-- start of Data for the task --

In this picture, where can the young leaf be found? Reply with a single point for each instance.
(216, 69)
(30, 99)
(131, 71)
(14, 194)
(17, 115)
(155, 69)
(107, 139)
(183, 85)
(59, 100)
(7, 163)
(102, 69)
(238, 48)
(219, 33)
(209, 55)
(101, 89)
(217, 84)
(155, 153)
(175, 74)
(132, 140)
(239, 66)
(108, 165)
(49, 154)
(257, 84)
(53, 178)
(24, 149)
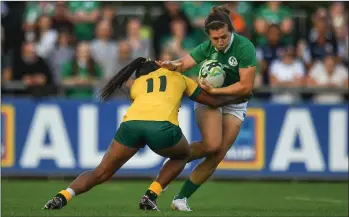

-- end of Data for the task --

#### Task description:
Convert the lines above into a Markdown table with the columns Row and Line, numbering each row and omitting blank lines. Leave out any pictures.

#### Answer to the problem:
| Row | Line |
|---|---|
| 1 | In this picture, where can the young leaf be found? Reply with a single point for each instance. |
| 2 | (216, 69) |
| 3 | (30, 99) |
| 4 | (131, 71) |
| 5 | (14, 194) |
| 6 | (17, 115) |
| 7 | (155, 69) |
| 8 | (107, 139) |
| 9 | (183, 85) |
| 10 | (59, 100) |
| 11 | (7, 163) |
| 12 | (102, 69) |
| 13 | (238, 48) |
| 14 | (219, 33) |
| 15 | (209, 55) |
| 16 | (101, 89) |
| 17 | (217, 84) |
| 18 | (155, 153) |
| 19 | (175, 74) |
| 20 | (132, 140) |
| 21 | (239, 66) |
| 22 | (108, 165) |
| 23 | (49, 154) |
| 24 | (257, 84) |
| 25 | (53, 178) |
| 26 | (24, 149) |